### Exercise prompt:
Find each line below that contains the string "instance", matching uppercase and lowercase exactly, and copy those lines.

### Data shown:
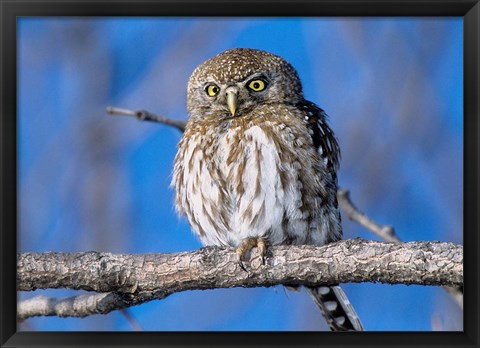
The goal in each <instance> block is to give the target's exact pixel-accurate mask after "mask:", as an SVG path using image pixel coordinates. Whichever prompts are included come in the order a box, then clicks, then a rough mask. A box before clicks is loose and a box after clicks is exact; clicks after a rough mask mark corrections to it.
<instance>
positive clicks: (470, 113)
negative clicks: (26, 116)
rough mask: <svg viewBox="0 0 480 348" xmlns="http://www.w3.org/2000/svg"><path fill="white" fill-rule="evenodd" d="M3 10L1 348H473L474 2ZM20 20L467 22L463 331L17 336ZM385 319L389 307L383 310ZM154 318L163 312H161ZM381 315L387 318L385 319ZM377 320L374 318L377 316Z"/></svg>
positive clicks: (240, 332)
mask: <svg viewBox="0 0 480 348" xmlns="http://www.w3.org/2000/svg"><path fill="white" fill-rule="evenodd" d="M0 12H1V20H0V21H1V69H2V71H1V76H2V77H1V85H0V89H1V96H0V98H1V100H0V104H1V117H0V128H1V161H0V163H1V167H2V171H1V173H2V174H1V197H2V200H1V215H0V216H1V221H0V222H1V232H0V233H1V235H0V237H1V239H0V248H1V267H2V270H1V273H0V279H1V284H0V286H1V288H0V290H1V293H0V307H1V314H0V344H1V346H2V347H29V346H31V347H40V346H44V347H53V346H62V347H63V346H65V347H67V346H98V347H127V346H132V347H139V346H151V347H153V346H162V347H168V346H177V347H187V346H188V347H190V346H191V347H194V346H231V347H240V346H242V347H247V346H248V347H250V346H272V347H273V346H276V347H285V346H288V347H289V346H292V347H309V346H311V347H313V346H342V347H346V346H462V347H474V346H478V344H479V342H480V340H479V338H480V335H479V333H478V327H479V320H478V319H479V318H478V316H479V301H478V297H479V288H478V279H479V275H480V274H479V267H478V265H479V264H478V250H480V245H479V239H478V230H479V224H478V217H477V216H478V215H477V214H478V211H479V210H478V200H479V198H478V197H479V189H478V188H479V186H478V181H479V176H478V168H479V164H478V163H479V161H478V159H479V137H480V132H479V123H478V118H479V116H480V108H479V106H480V103H479V96H480V88H479V86H480V78H479V77H480V72H479V62H480V44H479V43H480V4H479V1H478V0H444V1H440V0H420V1H417V0H403V1H402V0H398V1H391V0H370V1H363V0H329V1H322V0H310V1H305V0H300V1H294V0H290V1H285V0H283V1H267V0H261V1H251V0H248V1H213V0H209V1H203V0H198V1H195V0H188V1H185V0H180V1H173V0H170V1H134V0H131V1H96V2H92V1H78V0H77V1H69V0H62V1H55V2H54V1H46V0H39V1H13V0H10V1H9V0H0ZM19 16H269V17H271V16H275V17H276V16H462V17H463V19H464V226H465V230H464V241H465V251H464V253H465V254H464V260H465V286H464V294H465V306H464V330H463V332H411V333H405V332H398V333H395V332H377V333H375V332H365V333H342V334H337V333H328V332H318V333H317V332H291V333H289V332H278V333H270V332H251V333H245V332H229V333H227V332H222V333H216V332H192V333H185V332H162V333H156V332H139V333H133V332H95V333H93V332H70V333H69V332H16V320H15V315H16V286H15V284H16V273H15V265H16V223H17V215H16V209H17V191H16V187H17V185H16V184H17V172H16V168H17V158H16V156H17V143H16V131H17V123H16V111H17V110H16V107H17V105H16V90H17V81H16V50H17V45H16V19H17V17H19ZM385 313H388V309H385ZM159 315H161V314H160V313H159ZM386 315H388V314H386ZM379 320H381V318H379Z"/></svg>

### Exercise response:
The goal in each <instance> block is to give the target's exact pixel-accurate mask after "mask:", as an SVG path using image pixel coordinates. Whichever prompts are included come in the order a box, then clicks, then a rough mask. A box before clicks is loose and a box after clicks is exact; clicks after a rough mask mark corrections to it.
<instance>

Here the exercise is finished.